## WHAT THE EXERCISE ASKS:
Reproduce, exactly as they appear, the line containing "the white throw" and every line after it, ending with the last line of the records.

## DATA SECTION:
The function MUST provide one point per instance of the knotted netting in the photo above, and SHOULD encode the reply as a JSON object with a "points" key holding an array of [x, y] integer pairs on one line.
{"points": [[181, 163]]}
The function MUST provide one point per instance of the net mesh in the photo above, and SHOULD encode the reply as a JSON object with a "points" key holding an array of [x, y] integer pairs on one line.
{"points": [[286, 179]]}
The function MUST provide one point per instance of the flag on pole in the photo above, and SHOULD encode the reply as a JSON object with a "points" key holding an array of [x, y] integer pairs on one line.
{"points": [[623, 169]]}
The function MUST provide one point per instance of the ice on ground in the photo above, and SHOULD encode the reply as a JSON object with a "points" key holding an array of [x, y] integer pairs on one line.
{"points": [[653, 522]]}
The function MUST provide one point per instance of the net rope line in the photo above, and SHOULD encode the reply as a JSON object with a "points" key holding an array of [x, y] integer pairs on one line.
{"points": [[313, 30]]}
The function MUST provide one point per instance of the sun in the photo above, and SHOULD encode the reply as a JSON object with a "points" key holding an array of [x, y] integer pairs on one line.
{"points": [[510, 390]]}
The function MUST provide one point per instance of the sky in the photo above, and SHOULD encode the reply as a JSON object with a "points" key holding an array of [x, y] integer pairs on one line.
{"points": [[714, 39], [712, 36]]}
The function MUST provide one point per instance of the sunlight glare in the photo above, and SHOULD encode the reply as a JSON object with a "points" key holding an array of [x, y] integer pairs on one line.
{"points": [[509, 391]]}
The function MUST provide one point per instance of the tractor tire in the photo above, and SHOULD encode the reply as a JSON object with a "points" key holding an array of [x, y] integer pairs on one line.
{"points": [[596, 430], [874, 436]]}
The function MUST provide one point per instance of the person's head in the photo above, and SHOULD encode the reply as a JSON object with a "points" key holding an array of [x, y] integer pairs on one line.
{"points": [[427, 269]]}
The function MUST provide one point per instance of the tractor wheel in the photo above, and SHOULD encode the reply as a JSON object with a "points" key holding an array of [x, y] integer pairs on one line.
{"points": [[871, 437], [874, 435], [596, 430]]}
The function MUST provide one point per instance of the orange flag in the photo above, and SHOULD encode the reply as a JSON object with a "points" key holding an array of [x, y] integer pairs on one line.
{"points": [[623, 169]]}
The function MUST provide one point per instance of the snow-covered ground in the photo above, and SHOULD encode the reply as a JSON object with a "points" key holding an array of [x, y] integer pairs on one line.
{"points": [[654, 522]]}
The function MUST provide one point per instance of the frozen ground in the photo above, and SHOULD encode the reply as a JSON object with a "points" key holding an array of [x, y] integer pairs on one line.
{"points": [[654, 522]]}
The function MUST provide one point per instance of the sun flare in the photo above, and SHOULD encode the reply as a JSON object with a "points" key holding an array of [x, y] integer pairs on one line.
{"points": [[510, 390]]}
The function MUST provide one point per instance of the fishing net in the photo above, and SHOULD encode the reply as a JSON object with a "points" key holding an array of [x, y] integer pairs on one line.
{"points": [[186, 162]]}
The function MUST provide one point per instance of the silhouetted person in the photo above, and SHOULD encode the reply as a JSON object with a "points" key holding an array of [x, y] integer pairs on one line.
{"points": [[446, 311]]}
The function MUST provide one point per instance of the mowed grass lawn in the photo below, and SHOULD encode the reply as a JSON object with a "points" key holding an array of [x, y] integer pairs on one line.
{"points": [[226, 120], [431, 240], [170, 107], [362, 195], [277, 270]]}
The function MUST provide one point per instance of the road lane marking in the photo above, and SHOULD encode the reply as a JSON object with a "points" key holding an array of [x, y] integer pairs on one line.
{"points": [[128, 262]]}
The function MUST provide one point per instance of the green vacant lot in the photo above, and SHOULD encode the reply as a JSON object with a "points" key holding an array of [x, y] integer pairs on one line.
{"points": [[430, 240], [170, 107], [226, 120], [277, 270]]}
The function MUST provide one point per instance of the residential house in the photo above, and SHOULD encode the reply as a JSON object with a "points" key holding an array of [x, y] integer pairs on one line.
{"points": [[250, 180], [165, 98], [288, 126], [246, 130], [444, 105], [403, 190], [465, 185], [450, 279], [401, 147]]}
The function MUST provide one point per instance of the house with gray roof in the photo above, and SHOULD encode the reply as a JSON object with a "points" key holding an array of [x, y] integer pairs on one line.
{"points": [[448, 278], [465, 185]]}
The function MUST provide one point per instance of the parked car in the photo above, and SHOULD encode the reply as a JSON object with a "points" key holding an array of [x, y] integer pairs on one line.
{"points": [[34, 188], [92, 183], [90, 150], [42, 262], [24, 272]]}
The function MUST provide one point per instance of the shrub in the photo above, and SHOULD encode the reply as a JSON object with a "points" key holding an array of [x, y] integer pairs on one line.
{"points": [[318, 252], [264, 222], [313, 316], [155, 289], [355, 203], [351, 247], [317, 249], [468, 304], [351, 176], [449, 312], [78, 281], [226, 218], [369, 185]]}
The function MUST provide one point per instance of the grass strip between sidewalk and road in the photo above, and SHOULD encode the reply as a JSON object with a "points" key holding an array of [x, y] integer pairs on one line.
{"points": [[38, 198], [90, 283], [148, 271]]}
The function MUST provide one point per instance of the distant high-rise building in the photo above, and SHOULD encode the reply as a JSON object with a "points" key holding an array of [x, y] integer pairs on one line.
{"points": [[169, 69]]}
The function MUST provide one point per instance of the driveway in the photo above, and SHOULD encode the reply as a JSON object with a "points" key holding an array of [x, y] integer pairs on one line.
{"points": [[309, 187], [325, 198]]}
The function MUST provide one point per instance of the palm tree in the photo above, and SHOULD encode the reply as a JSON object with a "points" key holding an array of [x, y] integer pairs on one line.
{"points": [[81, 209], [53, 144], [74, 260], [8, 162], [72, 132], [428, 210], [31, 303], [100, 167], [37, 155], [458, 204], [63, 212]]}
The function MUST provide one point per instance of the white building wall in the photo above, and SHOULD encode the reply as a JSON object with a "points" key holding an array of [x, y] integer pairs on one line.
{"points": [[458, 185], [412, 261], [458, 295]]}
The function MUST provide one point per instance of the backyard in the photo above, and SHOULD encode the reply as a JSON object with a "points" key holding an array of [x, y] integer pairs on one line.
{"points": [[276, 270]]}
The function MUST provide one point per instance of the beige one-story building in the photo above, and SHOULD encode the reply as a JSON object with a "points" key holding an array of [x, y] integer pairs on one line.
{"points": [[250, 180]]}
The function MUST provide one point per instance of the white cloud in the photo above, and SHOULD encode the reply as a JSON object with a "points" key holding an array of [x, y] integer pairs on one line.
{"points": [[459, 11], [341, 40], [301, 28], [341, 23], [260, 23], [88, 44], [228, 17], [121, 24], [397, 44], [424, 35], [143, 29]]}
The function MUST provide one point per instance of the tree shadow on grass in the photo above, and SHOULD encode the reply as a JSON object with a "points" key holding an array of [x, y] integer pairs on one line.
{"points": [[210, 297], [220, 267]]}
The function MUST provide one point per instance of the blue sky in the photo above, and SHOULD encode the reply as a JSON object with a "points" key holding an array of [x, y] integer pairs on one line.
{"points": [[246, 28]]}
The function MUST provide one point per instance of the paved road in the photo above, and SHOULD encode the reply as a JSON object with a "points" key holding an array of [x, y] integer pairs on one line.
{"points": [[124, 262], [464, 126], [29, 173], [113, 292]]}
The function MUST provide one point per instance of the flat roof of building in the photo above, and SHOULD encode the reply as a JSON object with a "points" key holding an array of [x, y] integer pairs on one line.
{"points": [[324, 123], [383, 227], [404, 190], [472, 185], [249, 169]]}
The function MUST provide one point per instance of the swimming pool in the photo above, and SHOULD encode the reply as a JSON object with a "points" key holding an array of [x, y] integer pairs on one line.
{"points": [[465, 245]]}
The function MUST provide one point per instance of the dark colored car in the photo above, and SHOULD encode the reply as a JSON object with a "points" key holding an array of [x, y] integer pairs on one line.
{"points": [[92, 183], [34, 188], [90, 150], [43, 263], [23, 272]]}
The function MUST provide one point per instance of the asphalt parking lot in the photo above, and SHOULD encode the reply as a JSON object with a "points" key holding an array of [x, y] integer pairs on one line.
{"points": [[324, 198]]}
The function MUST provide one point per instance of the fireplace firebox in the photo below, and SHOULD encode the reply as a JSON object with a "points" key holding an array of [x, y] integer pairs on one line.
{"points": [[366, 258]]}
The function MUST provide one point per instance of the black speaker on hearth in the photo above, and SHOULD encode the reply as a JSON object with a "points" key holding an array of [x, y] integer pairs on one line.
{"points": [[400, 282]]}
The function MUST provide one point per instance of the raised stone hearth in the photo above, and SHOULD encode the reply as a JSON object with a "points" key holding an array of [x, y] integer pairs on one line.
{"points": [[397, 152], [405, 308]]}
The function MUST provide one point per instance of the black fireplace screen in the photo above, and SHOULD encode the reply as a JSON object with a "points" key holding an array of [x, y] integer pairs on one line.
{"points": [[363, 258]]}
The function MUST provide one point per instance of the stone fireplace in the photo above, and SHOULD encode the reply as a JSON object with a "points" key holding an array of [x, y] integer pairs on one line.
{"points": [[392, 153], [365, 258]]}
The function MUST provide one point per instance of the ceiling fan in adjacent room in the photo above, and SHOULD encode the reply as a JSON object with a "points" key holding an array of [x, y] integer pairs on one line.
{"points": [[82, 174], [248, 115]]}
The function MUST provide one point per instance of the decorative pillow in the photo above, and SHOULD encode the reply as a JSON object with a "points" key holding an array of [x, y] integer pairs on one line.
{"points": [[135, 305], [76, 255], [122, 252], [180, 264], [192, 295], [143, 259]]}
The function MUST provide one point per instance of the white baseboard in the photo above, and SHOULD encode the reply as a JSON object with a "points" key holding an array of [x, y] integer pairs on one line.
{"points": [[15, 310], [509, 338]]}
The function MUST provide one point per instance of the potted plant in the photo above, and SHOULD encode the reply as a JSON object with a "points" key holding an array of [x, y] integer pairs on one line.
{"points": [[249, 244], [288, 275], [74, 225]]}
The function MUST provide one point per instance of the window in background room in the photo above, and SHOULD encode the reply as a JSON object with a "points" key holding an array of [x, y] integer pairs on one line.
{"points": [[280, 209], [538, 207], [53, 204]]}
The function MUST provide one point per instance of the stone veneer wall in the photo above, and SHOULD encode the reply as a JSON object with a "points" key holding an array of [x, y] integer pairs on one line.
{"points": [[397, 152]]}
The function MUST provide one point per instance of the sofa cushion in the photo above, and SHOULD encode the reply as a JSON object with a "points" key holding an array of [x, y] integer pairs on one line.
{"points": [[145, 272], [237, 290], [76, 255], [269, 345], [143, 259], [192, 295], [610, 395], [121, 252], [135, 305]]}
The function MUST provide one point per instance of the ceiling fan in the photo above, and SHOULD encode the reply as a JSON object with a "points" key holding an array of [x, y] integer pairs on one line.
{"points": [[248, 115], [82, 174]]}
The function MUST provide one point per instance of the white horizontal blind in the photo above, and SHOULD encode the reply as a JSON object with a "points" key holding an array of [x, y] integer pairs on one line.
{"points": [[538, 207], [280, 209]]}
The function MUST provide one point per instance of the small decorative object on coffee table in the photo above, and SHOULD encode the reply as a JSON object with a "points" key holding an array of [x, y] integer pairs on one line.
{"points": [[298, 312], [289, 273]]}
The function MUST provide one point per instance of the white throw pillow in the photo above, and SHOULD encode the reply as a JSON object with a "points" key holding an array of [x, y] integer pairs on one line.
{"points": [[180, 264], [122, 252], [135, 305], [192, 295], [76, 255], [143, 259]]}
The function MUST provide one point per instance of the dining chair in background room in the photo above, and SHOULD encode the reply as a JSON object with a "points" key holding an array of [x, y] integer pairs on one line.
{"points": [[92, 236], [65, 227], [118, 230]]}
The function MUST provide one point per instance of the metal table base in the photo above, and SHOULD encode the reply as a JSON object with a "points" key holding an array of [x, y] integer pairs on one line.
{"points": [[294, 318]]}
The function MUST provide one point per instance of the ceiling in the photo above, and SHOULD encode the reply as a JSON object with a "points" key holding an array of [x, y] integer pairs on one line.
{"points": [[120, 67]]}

## SOLUTION TO THE EXERCISE:
The function MUST provide one point per instance of the white throw pillow in the photo above, and SHOULD encode the reply as a JSON object with a "points" key holding an array of [x, y] integer pairs on one line.
{"points": [[180, 264], [122, 252], [135, 305], [192, 295], [76, 255], [143, 259]]}
The function MUST provide one point per instance of the dining chair in background room in the photo above, and SHOULD encode the reply as a JSON object with a "points" key holding an array of [x, y] integer pairs on one line.
{"points": [[92, 236], [65, 227], [118, 230]]}
The function MUST provide one point per instance of the metal table base in the photo above, and SHOULD encode the reply as a JSON object with a "points" key holding an array of [x, y] integer pairs on one line.
{"points": [[294, 318]]}
The function MUST provide one point per instance of the ceiling in the photo above, and SHOULD encode the reply as a JSON object with a "points" key holding an array of [x, y] integer pairs on one line.
{"points": [[120, 67]]}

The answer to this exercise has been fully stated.